What you will do:
Apart from the images, every record here needs to be copied exactly.

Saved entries
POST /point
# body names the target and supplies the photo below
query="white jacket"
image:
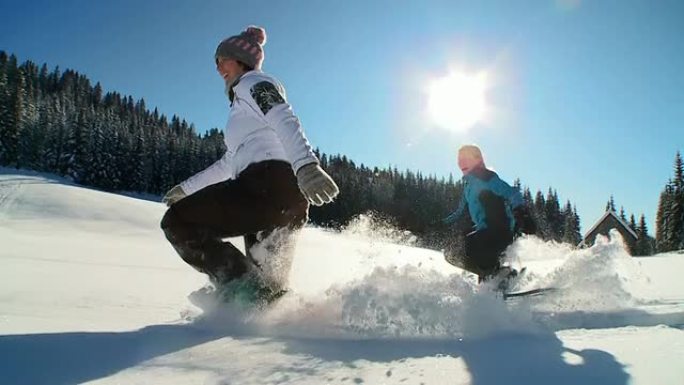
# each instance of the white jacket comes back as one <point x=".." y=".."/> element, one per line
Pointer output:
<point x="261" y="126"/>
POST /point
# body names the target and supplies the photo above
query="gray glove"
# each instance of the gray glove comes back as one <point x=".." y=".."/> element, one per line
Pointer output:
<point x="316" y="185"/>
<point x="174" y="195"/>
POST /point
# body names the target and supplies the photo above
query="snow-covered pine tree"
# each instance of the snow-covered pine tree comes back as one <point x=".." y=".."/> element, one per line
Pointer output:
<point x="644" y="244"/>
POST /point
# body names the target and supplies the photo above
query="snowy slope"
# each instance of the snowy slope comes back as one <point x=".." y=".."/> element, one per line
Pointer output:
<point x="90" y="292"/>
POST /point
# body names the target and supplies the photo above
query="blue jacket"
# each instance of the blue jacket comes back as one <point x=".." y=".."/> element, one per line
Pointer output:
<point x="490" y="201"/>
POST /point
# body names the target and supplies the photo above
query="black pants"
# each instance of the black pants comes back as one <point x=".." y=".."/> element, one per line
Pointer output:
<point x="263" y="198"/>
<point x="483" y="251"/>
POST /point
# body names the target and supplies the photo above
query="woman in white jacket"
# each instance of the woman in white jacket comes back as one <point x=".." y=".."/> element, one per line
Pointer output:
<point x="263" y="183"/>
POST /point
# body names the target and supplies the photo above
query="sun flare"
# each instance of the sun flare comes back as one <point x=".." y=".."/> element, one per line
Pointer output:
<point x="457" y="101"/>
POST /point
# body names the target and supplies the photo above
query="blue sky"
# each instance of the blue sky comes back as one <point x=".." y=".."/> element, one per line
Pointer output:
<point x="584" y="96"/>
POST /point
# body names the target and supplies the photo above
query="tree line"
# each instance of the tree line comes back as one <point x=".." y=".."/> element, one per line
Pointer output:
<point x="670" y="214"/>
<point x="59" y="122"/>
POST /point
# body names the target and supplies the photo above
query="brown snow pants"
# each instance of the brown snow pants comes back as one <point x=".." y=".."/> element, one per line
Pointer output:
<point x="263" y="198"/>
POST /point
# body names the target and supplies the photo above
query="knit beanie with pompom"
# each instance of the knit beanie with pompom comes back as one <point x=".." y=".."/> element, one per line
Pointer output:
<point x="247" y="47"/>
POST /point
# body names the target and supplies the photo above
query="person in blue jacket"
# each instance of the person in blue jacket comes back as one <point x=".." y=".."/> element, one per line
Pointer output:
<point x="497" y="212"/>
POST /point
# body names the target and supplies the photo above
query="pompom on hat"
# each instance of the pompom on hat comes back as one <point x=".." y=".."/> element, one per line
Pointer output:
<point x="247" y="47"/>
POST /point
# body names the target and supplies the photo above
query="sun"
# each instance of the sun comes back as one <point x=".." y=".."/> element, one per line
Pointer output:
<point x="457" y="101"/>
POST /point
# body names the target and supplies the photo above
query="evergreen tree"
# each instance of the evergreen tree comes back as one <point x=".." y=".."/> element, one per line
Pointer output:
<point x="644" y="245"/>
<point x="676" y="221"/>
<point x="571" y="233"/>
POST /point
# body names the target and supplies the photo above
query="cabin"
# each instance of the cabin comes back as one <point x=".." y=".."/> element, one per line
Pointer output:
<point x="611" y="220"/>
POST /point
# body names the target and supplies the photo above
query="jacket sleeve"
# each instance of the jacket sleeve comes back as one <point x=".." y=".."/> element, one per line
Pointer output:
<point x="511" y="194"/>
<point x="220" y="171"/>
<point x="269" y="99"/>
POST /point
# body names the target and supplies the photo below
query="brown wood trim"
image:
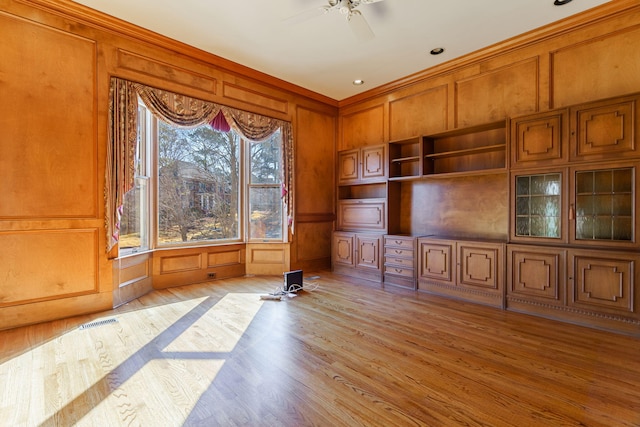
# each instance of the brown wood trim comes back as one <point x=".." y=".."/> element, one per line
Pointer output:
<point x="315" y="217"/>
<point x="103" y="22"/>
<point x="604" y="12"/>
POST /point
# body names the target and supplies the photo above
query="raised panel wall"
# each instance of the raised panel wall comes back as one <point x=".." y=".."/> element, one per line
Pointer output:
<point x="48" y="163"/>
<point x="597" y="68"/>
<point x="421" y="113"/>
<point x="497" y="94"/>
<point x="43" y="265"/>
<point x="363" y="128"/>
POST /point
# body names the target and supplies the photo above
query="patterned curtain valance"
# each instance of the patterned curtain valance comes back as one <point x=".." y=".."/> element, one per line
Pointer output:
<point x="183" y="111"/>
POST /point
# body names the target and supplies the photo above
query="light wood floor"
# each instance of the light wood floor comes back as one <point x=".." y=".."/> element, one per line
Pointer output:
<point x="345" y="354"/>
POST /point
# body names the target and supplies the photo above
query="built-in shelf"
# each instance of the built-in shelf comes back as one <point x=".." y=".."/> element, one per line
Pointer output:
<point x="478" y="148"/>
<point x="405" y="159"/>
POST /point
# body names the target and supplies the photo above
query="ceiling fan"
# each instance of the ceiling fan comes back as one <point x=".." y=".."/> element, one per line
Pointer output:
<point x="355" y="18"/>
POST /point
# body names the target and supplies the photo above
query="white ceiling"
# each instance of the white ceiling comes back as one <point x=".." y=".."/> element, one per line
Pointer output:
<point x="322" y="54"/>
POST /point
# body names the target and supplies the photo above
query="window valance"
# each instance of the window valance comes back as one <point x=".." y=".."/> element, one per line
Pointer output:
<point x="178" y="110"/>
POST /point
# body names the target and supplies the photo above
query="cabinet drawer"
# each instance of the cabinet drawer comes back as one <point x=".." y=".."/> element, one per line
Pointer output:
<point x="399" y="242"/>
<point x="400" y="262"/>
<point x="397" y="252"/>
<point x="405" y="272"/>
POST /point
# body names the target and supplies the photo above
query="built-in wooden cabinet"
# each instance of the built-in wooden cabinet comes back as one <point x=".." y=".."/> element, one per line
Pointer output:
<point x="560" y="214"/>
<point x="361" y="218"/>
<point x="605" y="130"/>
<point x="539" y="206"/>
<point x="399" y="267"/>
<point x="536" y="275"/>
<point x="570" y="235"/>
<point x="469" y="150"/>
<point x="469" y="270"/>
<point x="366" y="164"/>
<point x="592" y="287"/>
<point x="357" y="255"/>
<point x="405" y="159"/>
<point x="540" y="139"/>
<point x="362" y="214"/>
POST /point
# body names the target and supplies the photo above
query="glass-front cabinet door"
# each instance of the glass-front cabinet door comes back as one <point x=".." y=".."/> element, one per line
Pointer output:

Response:
POST /point
# body names the target and supplies the photo below
query="white jacket"
image:
# each instance of the white jacket comes back as one <point x=".." y=".."/> element, one per line
Pointer output:
<point x="261" y="126"/>
POST /point
# body names the target and supplies the photo above
query="gray glove"
# each instance of the gray glove comes back as one <point x=".." y=".."/> element, one per line
Pointer output:
<point x="316" y="185"/>
<point x="174" y="195"/>
POST /point
# body names the target and supplies the photo above
query="snow-covered pine tree"
# each instance of the snow-covered pine tree comes back as one <point x=".." y=".."/> element, one per line
Pointer output:
<point x="644" y="244"/>
POST /point
# body names the target and supplies the photo above
query="snowy slope"
# each instance of the snowy slope comes back as one <point x=".." y=".."/> element, one per line
Pointer output:
<point x="90" y="292"/>
POST /point
# body names the target and supplies the photo above
query="blue jacket"
# each instance of the blue jacket comes back as one <point x=".." y=".."/> element, one per line
Pointer output:
<point x="490" y="201"/>
POST /point
# body names the target and supplies the photo above
query="black pants"
# each instance of the black pants comes back as one <point x=".." y=".."/> element, one per line
Pointer output:
<point x="263" y="198"/>
<point x="483" y="251"/>
POST /point
# body names the target and supplies the photo above
query="woman in white jacket"
# each instance of the woman in white jacket comes back as one <point x=".." y=".."/> element, one per line
Pointer output:
<point x="263" y="183"/>
POST /point
# body names the target and supplies the photo above
query="sun flare"
# each instance of the sun flare comes back as one <point x=".." y=".."/> element, one per line
Pointer output:
<point x="457" y="101"/>
POST /point
# body names the target and supplies the photo above
query="blue sky"
# each instance of the blue sky comes back as one <point x=".." y=".."/> element, one per line
Pointer output:
<point x="584" y="96"/>
POST /point
# body names the target and supplies the photo above
query="tree line"
# each instance of the tree line comes back as one <point x=".." y=".."/> element, one per line
Pointer output:
<point x="670" y="214"/>
<point x="59" y="122"/>
POST /point
# body names the target and supplies the photo above
query="brown snow pants"
# each instance of the brown snow pants comes back as one <point x=".." y=".."/> element, one per line
Pointer output:
<point x="263" y="198"/>
POST /point
# body names the target and supplies the photo above
query="knit beanie with pompom"
# each instance of the knit beanie with pompom comes back as one <point x=".." y=".."/> element, one per line
Pointer output:
<point x="247" y="47"/>
POST /point
# body names the target and supplies the photo above
query="person in blue jacket"
# each instance of the person in blue jacket comes back as one <point x=".." y=".."/> element, one per line
Pointer output:
<point x="497" y="212"/>
POST /point
# body names the target and supplies the photo above
query="pompom on hat"
# each instance of the pompom on hat comes back as one <point x=".." y=".."/> element, one per line
Pointer output:
<point x="247" y="47"/>
POST /point
# body names the target and supplies the photo above
query="sun"
# each instance of the sun comes back as one <point x=".." y=".."/> element, one per line
Pointer output:
<point x="457" y="101"/>
POST /point
# body names the target and supplies the photo above
query="evergreen tree"
# each instance of the evergreen tree comes back as one <point x=".." y=".."/> element, one per line
Pointer output:
<point x="644" y="245"/>
<point x="676" y="221"/>
<point x="571" y="233"/>
POST /point
# body names the target and supplies the photo above
query="cabin"
# each instance of the cabin comes back as one <point x=".." y=".."/> element, one per line
Pointer output:
<point x="611" y="220"/>
POST /point
# body names the target and supplies the photo above
query="jacket sleeve"
# each instance of the jacket sleeve comes back as one <point x=".." y=".."/> element, one per line
Pointer output:
<point x="511" y="194"/>
<point x="220" y="171"/>
<point x="269" y="99"/>
POST /point
# body names the target and supplies the photo below
query="brown wood trim"
image:
# each instance of the brown wood trim comes back as one <point x=".." y=".."/> element, one per line
Pointer output:
<point x="315" y="217"/>
<point x="103" y="22"/>
<point x="604" y="12"/>
POST /point
# body names the target and supplies the photo above
query="raised panel wall"
# each instance of the raised panel wall comes back as one <point x=".." y=".."/> element, one per line
Pointer output:
<point x="48" y="163"/>
<point x="597" y="68"/>
<point x="421" y="113"/>
<point x="497" y="94"/>
<point x="43" y="265"/>
<point x="363" y="128"/>
POST /point
# body names the target and supplies the photo above
query="patterned curtain valance"
# each instance of the patterned curtain valance comes back as one <point x=".." y=".."/> element, one per line
Pointer output:
<point x="183" y="111"/>
POST /point
# body names the target and supplies the photo above
query="light wood floor"
# each instance of the light wood floor comes back as one <point x=".." y=".."/> element, one per line
Pointer output:
<point x="345" y="354"/>
POST /point
# body names the target and supplies the photo above
query="built-in shelf"
# each instance of the built-in shelf comes back as one <point x=".." y=".."/> element, one per line
Pointer output:
<point x="478" y="148"/>
<point x="405" y="159"/>
POST /point
# body names the target and supplies the photo above
query="ceiling fan"
# each instance of the ceiling fan comes back as one <point x=".." y=".."/> element, one per line
Pointer output:
<point x="355" y="18"/>
POST /point
# body names the target and supplies the photo above
query="white ceiling"
# each instance of the white ceiling comes back as one <point x=".." y=".."/> element, one per line
Pointer output:
<point x="322" y="54"/>
POST /point
# body names the target and supplies the photo above
query="window valance"
# each instance of the window valance comes back as one <point x=".." y=".."/> element, one per line
Pointer output:
<point x="178" y="110"/>
POST /point
# body names the target and supplies the photo above
query="cabinet drawer"
# each instance of the cabinet drawer comes back as one <point x=".." y=".."/> element, one per line
Pointer output:
<point x="399" y="242"/>
<point x="400" y="262"/>
<point x="397" y="252"/>
<point x="405" y="272"/>
POST /point
# body names the target and supplies the photo above
query="built-in wooden cabinet"
# each instance of the built-in wooden cabinet comes back as one <point x=".." y=".."/> element, one per line
Pointer output:
<point x="560" y="214"/>
<point x="361" y="218"/>
<point x="605" y="130"/>
<point x="539" y="206"/>
<point x="399" y="267"/>
<point x="536" y="275"/>
<point x="570" y="235"/>
<point x="469" y="150"/>
<point x="469" y="270"/>
<point x="366" y="164"/>
<point x="592" y="287"/>
<point x="357" y="255"/>
<point x="405" y="159"/>
<point x="540" y="139"/>
<point x="362" y="214"/>
POST /point
# body names the target and supplies the photo above
query="glass-front cabinet door"
# each instance of the glass-front cabinet door comes back as one <point x=".." y=".."/> element, one per line
Pointer output:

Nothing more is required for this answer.